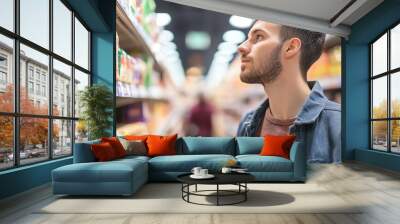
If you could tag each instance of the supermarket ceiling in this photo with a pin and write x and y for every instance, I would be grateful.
(189, 23)
(209, 20)
(328, 16)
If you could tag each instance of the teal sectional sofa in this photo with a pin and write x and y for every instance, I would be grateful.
(125, 176)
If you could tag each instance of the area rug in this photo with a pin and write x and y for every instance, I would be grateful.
(167, 198)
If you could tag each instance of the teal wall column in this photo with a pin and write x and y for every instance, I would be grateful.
(356, 72)
(99, 16)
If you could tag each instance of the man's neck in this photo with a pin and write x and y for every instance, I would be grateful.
(286, 95)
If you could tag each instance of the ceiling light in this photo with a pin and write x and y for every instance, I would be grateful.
(234, 36)
(166, 36)
(197, 40)
(168, 46)
(227, 47)
(240, 22)
(163, 19)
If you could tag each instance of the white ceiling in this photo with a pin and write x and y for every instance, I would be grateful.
(314, 15)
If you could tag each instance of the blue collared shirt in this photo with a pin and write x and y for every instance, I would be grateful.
(317, 125)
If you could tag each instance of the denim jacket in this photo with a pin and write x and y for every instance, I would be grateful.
(318, 126)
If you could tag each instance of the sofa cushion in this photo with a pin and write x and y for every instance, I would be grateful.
(257, 163)
(277, 145)
(116, 145)
(185, 163)
(249, 145)
(206, 145)
(111, 171)
(83, 153)
(159, 145)
(103, 152)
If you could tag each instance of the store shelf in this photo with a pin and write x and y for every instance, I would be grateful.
(132, 37)
(123, 101)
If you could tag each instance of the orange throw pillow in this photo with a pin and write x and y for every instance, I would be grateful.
(135, 137)
(103, 152)
(161, 145)
(277, 145)
(116, 145)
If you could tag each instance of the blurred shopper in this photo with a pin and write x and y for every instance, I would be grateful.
(278, 57)
(199, 121)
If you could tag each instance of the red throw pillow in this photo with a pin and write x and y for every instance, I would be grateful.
(136, 137)
(277, 145)
(103, 152)
(116, 145)
(161, 145)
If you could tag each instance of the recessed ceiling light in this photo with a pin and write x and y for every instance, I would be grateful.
(163, 19)
(166, 36)
(227, 47)
(197, 40)
(240, 22)
(234, 36)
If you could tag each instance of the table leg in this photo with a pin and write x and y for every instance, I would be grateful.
(217, 194)
(245, 193)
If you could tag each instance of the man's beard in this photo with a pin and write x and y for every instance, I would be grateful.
(266, 72)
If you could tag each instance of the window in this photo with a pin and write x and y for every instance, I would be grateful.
(34, 24)
(3, 78)
(81, 45)
(45, 131)
(7, 14)
(30, 72)
(385, 94)
(30, 87)
(44, 91)
(7, 84)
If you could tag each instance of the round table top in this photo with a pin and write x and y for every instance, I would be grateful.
(220, 178)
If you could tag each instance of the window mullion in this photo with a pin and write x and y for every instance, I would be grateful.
(16, 84)
(389, 106)
(73, 83)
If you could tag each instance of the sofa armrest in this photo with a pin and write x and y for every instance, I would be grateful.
(298, 157)
(83, 152)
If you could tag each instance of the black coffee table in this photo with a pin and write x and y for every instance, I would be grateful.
(238, 179)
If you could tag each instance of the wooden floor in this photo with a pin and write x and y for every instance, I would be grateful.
(353, 182)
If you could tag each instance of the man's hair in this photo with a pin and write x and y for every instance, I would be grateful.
(311, 45)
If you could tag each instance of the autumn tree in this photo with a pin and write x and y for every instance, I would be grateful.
(33, 131)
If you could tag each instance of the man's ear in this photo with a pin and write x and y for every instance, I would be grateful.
(292, 47)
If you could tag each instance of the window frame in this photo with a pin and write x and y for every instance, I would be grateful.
(388, 74)
(16, 113)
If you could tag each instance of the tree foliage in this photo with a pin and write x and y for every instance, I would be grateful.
(96, 102)
(33, 130)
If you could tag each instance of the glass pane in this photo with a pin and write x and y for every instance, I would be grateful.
(395, 47)
(6, 142)
(81, 81)
(395, 94)
(34, 17)
(81, 132)
(62, 89)
(6, 74)
(379, 55)
(81, 45)
(7, 14)
(33, 139)
(34, 72)
(62, 29)
(379, 97)
(395, 138)
(379, 135)
(62, 141)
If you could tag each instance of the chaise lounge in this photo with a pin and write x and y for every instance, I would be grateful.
(125, 176)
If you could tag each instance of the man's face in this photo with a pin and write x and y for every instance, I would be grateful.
(260, 54)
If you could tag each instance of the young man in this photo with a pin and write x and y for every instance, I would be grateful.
(278, 57)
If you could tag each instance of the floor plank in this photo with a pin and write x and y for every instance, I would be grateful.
(376, 189)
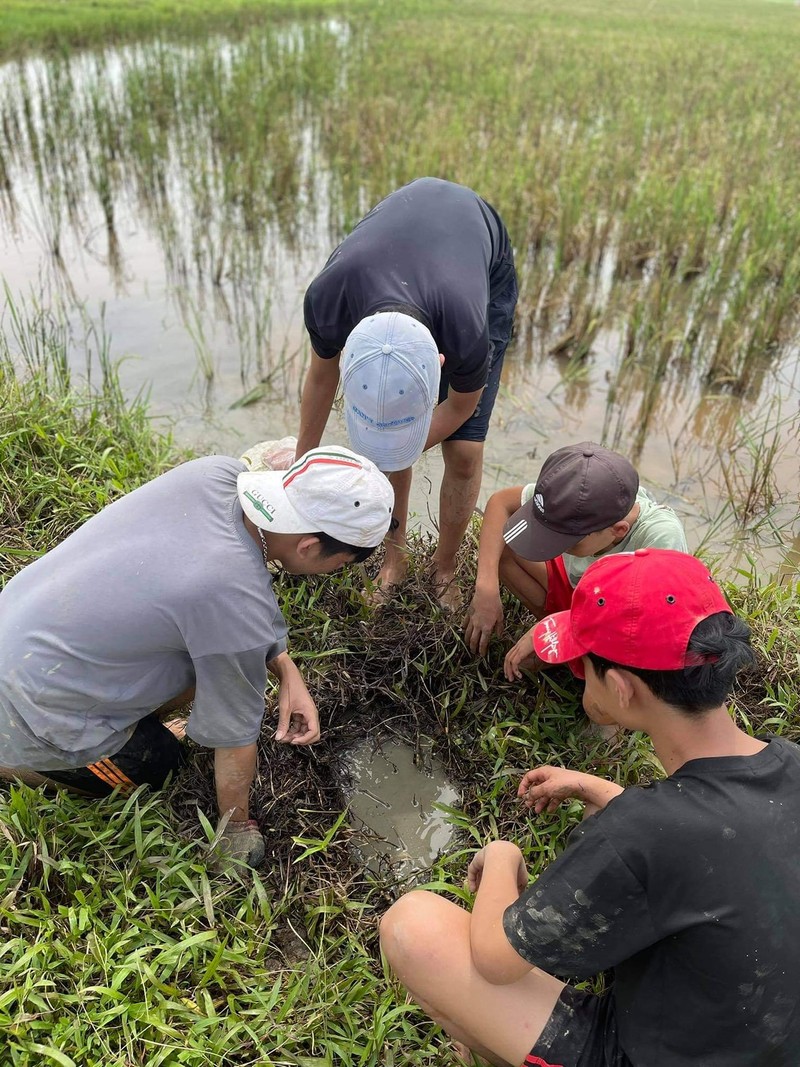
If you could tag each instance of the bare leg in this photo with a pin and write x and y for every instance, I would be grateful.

▶ **THE TASK**: Reproduce all of the material above, changing every "in this photo" to "in this image" and keeping everything else the same. Leave the pictures out.

▶ **SOLUTION BELOW**:
If you could tag each instance of the supermarket ceiling in this image with a pin and write x and y for every instance, I would be grateful.
(189, 23)
(209, 20)
(328, 16)
If you could tag each instance of the teal sectional sofa in this image with a pin and write x and y for every instance, I would be grateful.
(125, 176)
If you could tag each instance of the area rug in this image with a pin and write x and y for every instance, I would be grateful.
(167, 198)
If you could tag each instance of the teal wall column in this image with a pin and write x and y for every instance, I would be grateful.
(356, 72)
(99, 16)
If you could tag each instance of the man's neck in this image with a pin and write x and y for every instance, I would be grateful.
(286, 95)
If you could tag each instance of the ceiling light in this image with a pin and write x and y for every instance, I would be grateful.
(234, 36)
(166, 36)
(197, 40)
(168, 46)
(227, 47)
(240, 22)
(163, 19)
If you could tag each instance of the white ceiling in this image with a pin and write x and y for every instance, I would be grateful.
(314, 15)
If you could tag each instance of the blue collared shirt in this image with a pin and write x and y for every instance, I would be grateful.
(317, 125)
If you could tag each instance of the denim jacket in this image with a pin and write x and y for every instance, I would be grateful.
(318, 126)
If you could tag each instance of the sofa cushion in this image with a pin and write x and y for every instance, I would be grateful.
(257, 163)
(277, 145)
(116, 145)
(185, 163)
(249, 145)
(206, 145)
(111, 171)
(83, 153)
(159, 145)
(103, 152)
If you could tag each instance of the store shelf in this image with a pin and write x and y for every instance, I would be grateful.
(132, 37)
(123, 101)
If you could tag each instance of the orange throw pillow in this image with a pin and write x and y for every instance, I would be grateful.
(135, 137)
(103, 152)
(161, 145)
(277, 145)
(116, 145)
If you could tag each instance of the blurred shopper in this image with a pin and write x and y for every instance, I would be grateful.
(278, 57)
(199, 121)
If you could tag each instance of the red throw pillow in this image with a pin and write x and y for every instance, I would be grateful.
(136, 137)
(277, 145)
(103, 152)
(116, 145)
(161, 145)
If you could tag each instance of the recessed ceiling light in this image with a pin and write x and y for every instance, I would be grateful.
(163, 19)
(166, 36)
(227, 47)
(197, 40)
(240, 22)
(234, 36)
If you could tag each instance of the table leg in this image with a pin and write x and y for every instance, I would be grateful.
(217, 194)
(245, 193)
If you could tag each instance of the man's beard in this image with a pin and write x and y for every instance, I would be grateful.
(266, 72)
If you could tag each instance of the window in this image with a pin and write x and y for every instance, I would be grateful.
(34, 24)
(3, 78)
(81, 45)
(45, 131)
(7, 14)
(30, 72)
(385, 94)
(30, 87)
(44, 91)
(7, 84)
If you could tag each instance of the round table top in this image with a pin and write x and y for every instance, I would be grateful.
(220, 178)
If you could tag each instance of the window mullion in this image with a pin and write x and y for every instance, I would be grateful.
(16, 84)
(389, 106)
(73, 83)
If you could tag each instance of the sofa armrest in this image with a pin and write x and y for every instance, I would be grateful.
(298, 157)
(83, 152)
If you could tag each instance of the black coffee table in this image with a pin and write x and y for every instance, I would be grateful.
(238, 179)
If you could tag each instance of the wooden floor in this image with a pin and write x and y for every instance, I would be grateful.
(353, 182)
If you could tag each instance of the man's hair in this image with a pin and write x and y for every instance, I would be grateful.
(311, 45)
If you could tag each instance of the autumn tree in this image with a pin and write x and y for every instance, I would be grateful.
(33, 131)
If you could tag each instance of the man's ear in this image with a pin and write x and y for every instance, I would be grateful.
(292, 47)
If you could tag each instance of the window frame in this image with a pin and write x and y for every instance, I would be grateful.
(388, 74)
(16, 113)
If you could tag each instance of the tree foliage in this image with a pin and write x and y for every instance, I would be grateful.
(96, 102)
(33, 130)
If you could tag each instance of the glass pane in this image with a pin and write x and y for every instance, I would be grateful.
(395, 47)
(6, 142)
(81, 81)
(395, 94)
(34, 17)
(81, 132)
(62, 89)
(6, 74)
(379, 55)
(81, 45)
(7, 14)
(33, 139)
(34, 72)
(62, 29)
(379, 97)
(395, 138)
(379, 135)
(62, 141)
If you could tag each instance of the chaise lounge in this image with a pin and write x and y for every instance, I would be grateful.
(125, 176)
If you could tag each instance of the man's face in this image with a pin and write x and y for every instance, I would be grateful.
(260, 54)
If you could tag each instance of the young man in this image with a pin and write x and y for every instance, I would be grateful.
(278, 57)
If you could tag each instance of the floor plank in this image with a pin and write x and y for every instance, I would be grateful.
(376, 189)
If you could tag each instance of the bare leg in this image with a pin and write x and y for every instance, I would be grateful.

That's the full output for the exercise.